I dunno, I'm one of those well-educated, well-bred kids "wallowing," as Anon so charmingly put it, in sociology. I went for the sociology major after initially planning to major in Philosophy or English because I found the discipline intrinsically interesting and endlessly fascinating; Berger and Luckmann in intro soc blew my mind, man. Values, or a concern with social justice, had little or nothing to do with it. It was more that it was a way to empirically test the propositions of social theorists.
(This is not to say that I don't share many of the same values or concerns that sociology is kind of known for, but that they weren't what floated my boat.)
As for the whole "victims" and "making excuses" thing, well...maybe it's time to read something other than Atlas Shrugged. Is it really so asinine to suggest that we do not act wholly independently of the social contexts in which we find ourselves, or that not everyone gets the same set of choices from which to choose?

• Brief 1: Say whether each statement agrees with the passage on sociology, answering yes or no and quoting the deciding words: (a) The writer first planned to major in Philosophy or English. (b) A concern with social justice was the main reason the writer chose sociology. (c) The writer found Berger and Luckmann in intro soc dull.
The records are unrelated to the passage on sociology.

• Data records:
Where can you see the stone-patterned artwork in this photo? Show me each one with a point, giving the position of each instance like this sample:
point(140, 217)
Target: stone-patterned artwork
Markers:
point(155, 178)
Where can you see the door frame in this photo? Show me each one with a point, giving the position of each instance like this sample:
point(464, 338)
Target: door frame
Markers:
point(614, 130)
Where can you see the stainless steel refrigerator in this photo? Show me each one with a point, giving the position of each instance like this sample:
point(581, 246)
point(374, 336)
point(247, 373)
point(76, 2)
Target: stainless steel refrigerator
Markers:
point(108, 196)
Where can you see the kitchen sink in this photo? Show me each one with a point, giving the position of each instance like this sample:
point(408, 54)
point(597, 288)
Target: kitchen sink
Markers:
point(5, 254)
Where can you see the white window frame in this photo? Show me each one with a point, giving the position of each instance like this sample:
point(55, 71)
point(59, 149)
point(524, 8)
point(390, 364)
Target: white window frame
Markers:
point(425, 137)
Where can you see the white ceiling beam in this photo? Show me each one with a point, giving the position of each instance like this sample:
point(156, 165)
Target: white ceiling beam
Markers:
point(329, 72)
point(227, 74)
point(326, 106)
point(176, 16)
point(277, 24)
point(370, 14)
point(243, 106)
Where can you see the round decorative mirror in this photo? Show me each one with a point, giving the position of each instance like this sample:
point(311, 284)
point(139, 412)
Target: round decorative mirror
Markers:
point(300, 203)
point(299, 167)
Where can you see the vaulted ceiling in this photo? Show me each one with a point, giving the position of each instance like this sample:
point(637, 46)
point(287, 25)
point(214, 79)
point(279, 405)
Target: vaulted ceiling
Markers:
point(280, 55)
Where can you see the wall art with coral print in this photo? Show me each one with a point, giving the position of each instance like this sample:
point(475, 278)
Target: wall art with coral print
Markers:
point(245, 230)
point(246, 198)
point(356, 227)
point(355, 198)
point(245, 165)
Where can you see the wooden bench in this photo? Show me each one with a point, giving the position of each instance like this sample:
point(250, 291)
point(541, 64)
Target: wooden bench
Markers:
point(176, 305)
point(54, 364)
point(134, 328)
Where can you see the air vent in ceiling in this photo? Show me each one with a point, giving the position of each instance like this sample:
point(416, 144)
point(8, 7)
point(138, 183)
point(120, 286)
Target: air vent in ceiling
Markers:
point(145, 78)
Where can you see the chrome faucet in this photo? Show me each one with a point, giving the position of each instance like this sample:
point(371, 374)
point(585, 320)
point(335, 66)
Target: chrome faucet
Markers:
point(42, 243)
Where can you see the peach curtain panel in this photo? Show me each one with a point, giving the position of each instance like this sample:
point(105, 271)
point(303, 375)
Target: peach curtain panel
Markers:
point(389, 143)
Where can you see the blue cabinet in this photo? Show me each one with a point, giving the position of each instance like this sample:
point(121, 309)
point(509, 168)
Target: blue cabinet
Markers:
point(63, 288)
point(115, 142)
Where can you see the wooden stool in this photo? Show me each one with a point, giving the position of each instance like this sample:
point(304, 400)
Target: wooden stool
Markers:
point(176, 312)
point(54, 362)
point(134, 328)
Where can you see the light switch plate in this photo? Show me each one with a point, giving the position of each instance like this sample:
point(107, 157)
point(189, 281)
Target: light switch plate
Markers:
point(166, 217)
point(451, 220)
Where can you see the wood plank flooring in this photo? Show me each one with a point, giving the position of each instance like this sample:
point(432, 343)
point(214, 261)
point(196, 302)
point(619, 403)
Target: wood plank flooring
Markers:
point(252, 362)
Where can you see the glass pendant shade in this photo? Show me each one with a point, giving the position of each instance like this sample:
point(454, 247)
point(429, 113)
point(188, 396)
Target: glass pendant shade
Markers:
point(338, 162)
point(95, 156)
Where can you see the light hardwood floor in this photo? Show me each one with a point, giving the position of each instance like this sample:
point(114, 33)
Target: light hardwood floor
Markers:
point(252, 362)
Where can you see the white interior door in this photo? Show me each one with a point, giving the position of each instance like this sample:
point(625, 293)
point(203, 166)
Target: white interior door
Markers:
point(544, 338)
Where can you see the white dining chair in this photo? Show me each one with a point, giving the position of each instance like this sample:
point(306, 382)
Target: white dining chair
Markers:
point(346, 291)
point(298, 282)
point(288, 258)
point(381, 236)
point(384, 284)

• Brief 2: Lay out as a JSON list of strings, one per line, the lines of the records starting with the line containing "Where can you see the kitchen" and going on through the line containing "point(5, 254)", leaving out blank lines.

• Expected output 1:
(a) Yes: "after initially planning to major in Philosophy or English"
(b) No: "Values, or a concern with social justice, had little or nothing to do with it."
(c) No: "Berger and Luckmann in intro soc blew my mind, man."

• Expected output 2:
[
  "Where can you see the kitchen sink in this photo? Show me each one with a point, giving the position of each instance like this sample:",
  "point(408, 54)",
  "point(597, 288)",
  "Target: kitchen sink",
  "Markers:",
  "point(5, 254)"
]